◆ **WORK REQUIRED**: Change "MRI slice" to "scan" wherever it occurs in the items below, and leave every other word as it is.

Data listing
* * *

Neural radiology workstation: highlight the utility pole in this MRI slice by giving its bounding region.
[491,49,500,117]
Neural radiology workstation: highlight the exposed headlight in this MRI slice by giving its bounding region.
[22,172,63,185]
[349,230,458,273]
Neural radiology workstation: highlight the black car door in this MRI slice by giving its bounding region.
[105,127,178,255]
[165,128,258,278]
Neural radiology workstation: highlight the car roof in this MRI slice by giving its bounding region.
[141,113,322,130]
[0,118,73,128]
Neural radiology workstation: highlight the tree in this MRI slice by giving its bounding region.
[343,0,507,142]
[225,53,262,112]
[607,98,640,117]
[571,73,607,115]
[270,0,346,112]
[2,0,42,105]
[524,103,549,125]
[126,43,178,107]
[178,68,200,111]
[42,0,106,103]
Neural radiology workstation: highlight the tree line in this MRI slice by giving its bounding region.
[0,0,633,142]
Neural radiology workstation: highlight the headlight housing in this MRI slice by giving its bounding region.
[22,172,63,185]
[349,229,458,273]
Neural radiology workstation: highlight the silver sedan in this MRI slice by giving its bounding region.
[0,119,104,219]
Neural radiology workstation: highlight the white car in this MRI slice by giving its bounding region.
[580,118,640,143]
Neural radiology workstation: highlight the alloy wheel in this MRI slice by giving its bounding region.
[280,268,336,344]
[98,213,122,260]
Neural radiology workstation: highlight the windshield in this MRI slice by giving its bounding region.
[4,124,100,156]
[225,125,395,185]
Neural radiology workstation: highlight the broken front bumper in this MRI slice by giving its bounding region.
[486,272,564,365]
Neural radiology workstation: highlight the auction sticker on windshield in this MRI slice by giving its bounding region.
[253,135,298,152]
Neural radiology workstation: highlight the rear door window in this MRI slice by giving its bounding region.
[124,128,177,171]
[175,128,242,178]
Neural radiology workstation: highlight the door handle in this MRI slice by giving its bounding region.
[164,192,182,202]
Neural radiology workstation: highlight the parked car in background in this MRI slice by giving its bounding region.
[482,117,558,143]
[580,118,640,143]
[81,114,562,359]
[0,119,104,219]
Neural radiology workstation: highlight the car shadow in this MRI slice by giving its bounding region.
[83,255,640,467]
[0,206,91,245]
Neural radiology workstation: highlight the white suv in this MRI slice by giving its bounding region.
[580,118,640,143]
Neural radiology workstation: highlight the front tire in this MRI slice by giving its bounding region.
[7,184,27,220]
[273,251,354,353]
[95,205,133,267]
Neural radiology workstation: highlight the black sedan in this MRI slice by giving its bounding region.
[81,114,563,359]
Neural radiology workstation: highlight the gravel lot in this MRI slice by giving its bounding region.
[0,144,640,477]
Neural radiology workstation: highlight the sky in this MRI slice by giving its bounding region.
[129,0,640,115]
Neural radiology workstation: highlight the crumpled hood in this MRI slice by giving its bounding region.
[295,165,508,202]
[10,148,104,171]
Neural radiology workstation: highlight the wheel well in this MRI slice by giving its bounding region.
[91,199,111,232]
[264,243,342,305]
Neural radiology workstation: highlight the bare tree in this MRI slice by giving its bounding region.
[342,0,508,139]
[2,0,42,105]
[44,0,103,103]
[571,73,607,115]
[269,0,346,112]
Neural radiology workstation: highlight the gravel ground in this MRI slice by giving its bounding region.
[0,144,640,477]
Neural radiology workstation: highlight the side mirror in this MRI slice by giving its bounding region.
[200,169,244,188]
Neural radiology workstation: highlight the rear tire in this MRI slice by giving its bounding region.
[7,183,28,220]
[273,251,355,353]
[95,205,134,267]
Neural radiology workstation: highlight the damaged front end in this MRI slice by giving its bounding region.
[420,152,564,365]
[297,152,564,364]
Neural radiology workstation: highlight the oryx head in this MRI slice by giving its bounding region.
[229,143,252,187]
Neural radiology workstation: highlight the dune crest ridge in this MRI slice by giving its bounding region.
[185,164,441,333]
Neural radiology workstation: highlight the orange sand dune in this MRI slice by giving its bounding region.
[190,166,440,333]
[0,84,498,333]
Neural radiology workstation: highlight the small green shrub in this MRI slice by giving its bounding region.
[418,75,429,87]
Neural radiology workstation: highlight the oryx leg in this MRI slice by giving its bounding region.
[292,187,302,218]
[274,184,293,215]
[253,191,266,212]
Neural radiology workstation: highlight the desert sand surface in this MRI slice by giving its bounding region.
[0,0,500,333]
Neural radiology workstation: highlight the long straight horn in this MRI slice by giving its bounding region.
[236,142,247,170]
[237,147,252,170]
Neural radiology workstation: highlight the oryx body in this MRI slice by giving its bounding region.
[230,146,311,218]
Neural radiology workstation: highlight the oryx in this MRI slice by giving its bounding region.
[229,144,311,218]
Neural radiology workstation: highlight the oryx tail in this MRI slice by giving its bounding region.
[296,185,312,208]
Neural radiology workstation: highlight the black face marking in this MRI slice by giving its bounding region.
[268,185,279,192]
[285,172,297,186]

* * *

◆ **RESULT OF THE TASK**:
Neural radiology workstation: highlight the utility pole in this scan by giving its bounding region.
[491,49,500,117]
Neural radiology workstation: highlight the exposed headlight in this scan by giving its bounding region.
[22,172,63,185]
[349,230,458,273]
Neural radiology workstation: highlight the black car door in this scan by giving its bounding region.
[105,127,178,255]
[165,128,258,278]
Neural radiology workstation: highlight the car roof in this scan by giving its bounding region.
[141,113,322,130]
[0,118,73,128]
Neural radiology workstation: highlight the tree in this scan by giving its bounding region.
[343,0,507,142]
[225,53,262,112]
[607,98,640,117]
[571,73,607,115]
[270,0,346,112]
[2,0,42,105]
[524,103,549,125]
[126,43,178,107]
[178,68,200,111]
[42,0,106,103]
Neural radiology workstation: highlight the tree line in this scan by giving its bounding region.
[0,0,633,142]
Neural radiology workstation: highlight the headlight housing in this scan by giving its bounding region.
[22,172,63,185]
[349,229,458,273]
Neural radiology workstation: highlight the silver sedan in this scan by giving its bounding region.
[0,119,104,219]
Neural radiology workstation: highlight the white car in this scan by giving its bounding region.
[580,118,640,143]
Neural radiology workstation: highlight the alloy wheel in this scan by giving its bounding region.
[280,268,336,344]
[98,213,122,260]
Neural radiology workstation: highlight the windshield in this scan by giving its bounding region.
[4,124,100,156]
[225,125,395,185]
Neural radiology workstation: highlight the broken front bumper in this scan by giving its bounding region.
[486,272,564,365]
Neural radiology workstation: highlight the auction sticker on windshield in this scan by giving its bounding region.
[253,135,298,152]
Neural radiology workstation: highlight the rear door window in this scan by giving its bounding region.
[124,128,177,171]
[175,128,242,178]
Neural radiology workstation: highlight the door handle in this scan by giving its bounding region.
[164,192,182,202]
Neural radiology workstation: highlight the parked car in background in this scan by giving its bounding region.
[482,117,558,143]
[580,118,640,143]
[81,114,562,359]
[0,119,104,219]
Neural radiology workstation: highlight the car shadow in this scan by giving its bounding region.
[83,255,640,467]
[0,206,91,245]
Neural radiology workstation: highlight the white suv in this scan by giving its bounding region.
[580,118,640,143]
Neural radiology workstation: highlight the front tire in this scan by giving its bounding region.
[7,184,27,220]
[273,251,354,353]
[95,205,133,267]
Neural radiology workstation: highlight the black sedan in this scan by giving its bounding region.
[81,114,563,359]
Neural radiology workstation: highlight the gravel lot in this scan by giving its bounding region.
[0,144,640,477]
Neural radiology workstation: highlight the sky in this scan by giving its bounding region.
[129,0,640,115]
Neural radiology workstation: highlight the crumpled hood in this scan by giving its bounding region.
[295,165,508,202]
[10,148,104,171]
Neural radiology workstation: highlight the wheel well in this scan by giving its bounding region.
[91,199,111,232]
[264,243,342,305]
Neural radiology workstation: highlight the bare tree in this scan by giving its bounding region.
[342,0,508,139]
[2,0,42,105]
[44,0,103,103]
[571,73,607,115]
[269,0,346,112]
Neural radiology workstation: highlight the gravel ground in this scan by giving its bounding region.
[0,144,640,477]
Neural radiology workstation: highlight the side mirror in this scan by giving its bounding region.
[200,169,244,188]
Neural radiology workstation: highlight the rear tire in this scan by giving its bounding region.
[7,183,28,220]
[273,251,355,353]
[95,205,134,267]
Neural radiology workstation: highlight the damaged front end in this scan by giving its bounding region.
[420,152,564,365]
[297,152,564,364]
Neural radiology workstation: highlight the oryx head in this scan by giving its bounding region.
[229,143,252,187]
Neural radiology workstation: highlight the dune crest ridge in this scan by giving its bounding region.
[185,164,441,333]
Neural radiology workstation: highlight the orange sand dune in this scan by giving its bounding region.
[190,166,440,333]
[0,84,498,333]
Neural radiology workstation: highlight the small green shrub in this scan by giving its bounding region.
[418,75,429,87]
Neural radiology workstation: highlight the oryx leg in this scan by giving its bounding region.
[292,187,302,218]
[274,184,293,215]
[253,191,266,212]
Neural radiology workstation: highlight the desert sand surface in this scan by giving its bounding region.
[0,0,500,333]
Neural radiology workstation: highlight the long straight horn in this scan by giving its bounding region.
[236,142,247,170]
[237,147,252,170]
Neural radiology workstation: highlight the oryx body in this scan by giving its bounding region.
[230,146,311,218]
Neural radiology workstation: highlight the oryx in this scan by giving its bounding region.
[229,144,311,218]
Neural radiology workstation: highlight the oryx tail in this scan by giving its bounding region.
[296,185,312,208]
Neural radiology workstation: highlight the black face marking in this scan by giving its bounding region.
[268,185,279,192]
[285,172,297,186]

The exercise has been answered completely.